**Written request**
Edit the items below so that "dropping" becomes "placing" in each one, leaving every other word unchanged.

>> BEGIN Material to process

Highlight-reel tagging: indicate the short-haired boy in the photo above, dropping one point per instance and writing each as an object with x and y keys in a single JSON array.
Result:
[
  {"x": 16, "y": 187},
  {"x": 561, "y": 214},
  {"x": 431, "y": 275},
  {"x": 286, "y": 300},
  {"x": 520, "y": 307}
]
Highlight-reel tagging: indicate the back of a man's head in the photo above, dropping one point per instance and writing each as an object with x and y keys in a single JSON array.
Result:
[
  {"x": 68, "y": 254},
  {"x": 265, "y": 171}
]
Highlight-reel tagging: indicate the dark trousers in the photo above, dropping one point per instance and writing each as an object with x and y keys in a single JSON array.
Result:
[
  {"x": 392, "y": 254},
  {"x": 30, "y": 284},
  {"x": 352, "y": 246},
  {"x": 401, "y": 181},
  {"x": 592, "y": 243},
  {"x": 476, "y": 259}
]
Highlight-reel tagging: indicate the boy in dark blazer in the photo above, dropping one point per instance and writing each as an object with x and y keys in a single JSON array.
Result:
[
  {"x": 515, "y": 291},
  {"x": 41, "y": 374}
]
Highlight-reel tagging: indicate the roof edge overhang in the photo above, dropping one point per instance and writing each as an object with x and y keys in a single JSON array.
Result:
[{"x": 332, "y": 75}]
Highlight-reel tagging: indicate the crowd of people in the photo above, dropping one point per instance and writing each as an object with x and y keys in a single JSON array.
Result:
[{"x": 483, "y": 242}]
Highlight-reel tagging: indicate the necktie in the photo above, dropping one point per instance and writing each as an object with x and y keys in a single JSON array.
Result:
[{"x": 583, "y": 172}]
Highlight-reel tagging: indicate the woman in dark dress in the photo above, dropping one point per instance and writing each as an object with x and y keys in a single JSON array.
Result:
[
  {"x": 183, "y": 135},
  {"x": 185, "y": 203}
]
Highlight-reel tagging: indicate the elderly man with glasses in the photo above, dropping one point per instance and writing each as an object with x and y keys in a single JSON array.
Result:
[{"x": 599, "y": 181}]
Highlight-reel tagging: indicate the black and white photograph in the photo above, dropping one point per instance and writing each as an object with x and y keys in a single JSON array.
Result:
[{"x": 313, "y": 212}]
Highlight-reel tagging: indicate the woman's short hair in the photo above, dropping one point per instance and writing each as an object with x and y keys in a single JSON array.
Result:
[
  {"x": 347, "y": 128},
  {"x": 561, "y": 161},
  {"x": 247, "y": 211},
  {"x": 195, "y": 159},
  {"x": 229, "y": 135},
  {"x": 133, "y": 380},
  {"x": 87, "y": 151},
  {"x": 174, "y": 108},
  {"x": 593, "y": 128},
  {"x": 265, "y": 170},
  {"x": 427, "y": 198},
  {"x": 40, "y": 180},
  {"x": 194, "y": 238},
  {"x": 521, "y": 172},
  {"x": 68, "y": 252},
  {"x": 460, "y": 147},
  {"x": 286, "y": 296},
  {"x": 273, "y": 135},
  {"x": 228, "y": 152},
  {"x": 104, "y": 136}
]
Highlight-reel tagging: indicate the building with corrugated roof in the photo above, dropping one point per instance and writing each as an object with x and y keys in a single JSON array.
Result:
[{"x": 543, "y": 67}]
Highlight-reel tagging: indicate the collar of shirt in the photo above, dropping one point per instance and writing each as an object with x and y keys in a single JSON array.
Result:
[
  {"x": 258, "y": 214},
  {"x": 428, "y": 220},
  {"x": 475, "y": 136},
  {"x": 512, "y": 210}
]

>> END Material to process

**Solution to this task**
Highlight-reel tagging: indicate the short-haired boy in the photo above, placing one point per instance and writing each as an object with x and y keys in a single JSON array.
Result:
[
  {"x": 16, "y": 187},
  {"x": 561, "y": 214},
  {"x": 431, "y": 275},
  {"x": 286, "y": 300},
  {"x": 520, "y": 307}
]
Highlight-reel tagging: indicate the back of a man's head in the photo above, placing one point per instance and writing each as an object with x and y keys in a single JSON array.
Result:
[
  {"x": 68, "y": 254},
  {"x": 265, "y": 171}
]
Highlight-reel tagging: indicate the dark trousers in the photo above, placing one point per instance and writing each as an object with x and y keys in a single JSON array.
Result:
[
  {"x": 392, "y": 254},
  {"x": 30, "y": 284},
  {"x": 352, "y": 246},
  {"x": 401, "y": 181},
  {"x": 592, "y": 243},
  {"x": 476, "y": 259}
]
Highlight-reel tagging: indicate the boy in dark blazer in the photo above, placing one point per instance and writing each as an object with x and y keys in a single JSON array.
Result:
[
  {"x": 515, "y": 291},
  {"x": 41, "y": 374}
]
Highlight-reel tagging: indicate the roof edge overhang in the photo above, placing one point per instance and writing each as an object with x and y keys in a single JSON array.
Result:
[{"x": 332, "y": 75}]
Highlight-reel tagging: indicate the crowd of people in the photo above, placing one point per instance and writing each as an object with x and y keys in a single JSON array.
Result:
[{"x": 483, "y": 242}]
Highlight-reel tagging: indicate the necktie in the photo above, placing one point per instance and writing each as an object with x and y keys in a single JSON array.
Result:
[{"x": 583, "y": 172}]
Highlight-reel tagging: indicate the woman in dark dress in the photo above, placing one point per instance and writing each as an object with x and y keys in a single JSON array.
Result:
[
  {"x": 183, "y": 135},
  {"x": 185, "y": 203}
]
Highlight-reel tagging: indicate the elderly man with glasses in the photo above, placing one point per instance and writing each as an object with x and y keys in a single JSON array.
Result:
[{"x": 599, "y": 181}]
Highlight-reel tagging: indicate the black and white photograph in the photo above, placing one point per instance and writing each as an object with x and y keys in a single JSON array.
Result:
[{"x": 313, "y": 212}]
Highlight-reel tagging: indicate the woman's short hair in the photo above, placing one point per instance and writing each as an object with x and y keys in a single JSON array.
Result:
[
  {"x": 347, "y": 128},
  {"x": 561, "y": 161},
  {"x": 247, "y": 211},
  {"x": 195, "y": 159},
  {"x": 229, "y": 135},
  {"x": 133, "y": 380},
  {"x": 87, "y": 151},
  {"x": 174, "y": 108},
  {"x": 593, "y": 128},
  {"x": 265, "y": 170},
  {"x": 427, "y": 198},
  {"x": 40, "y": 180},
  {"x": 194, "y": 238},
  {"x": 521, "y": 172},
  {"x": 68, "y": 252},
  {"x": 460, "y": 147},
  {"x": 286, "y": 296},
  {"x": 273, "y": 135},
  {"x": 228, "y": 152},
  {"x": 104, "y": 136}
]
Highlight-reel tagging: indicate the building with corrugated roof in the photo above, placing one point per instance and writing each as an object with x and y keys in a single JSON array.
Result:
[{"x": 543, "y": 67}]
Highlight-reel tagging: indicate the collar of shirt in the photo above, placing one point per instance and writing each as an object with x and y keys in a single JSON array.
Result:
[
  {"x": 258, "y": 214},
  {"x": 428, "y": 220},
  {"x": 475, "y": 136},
  {"x": 512, "y": 210}
]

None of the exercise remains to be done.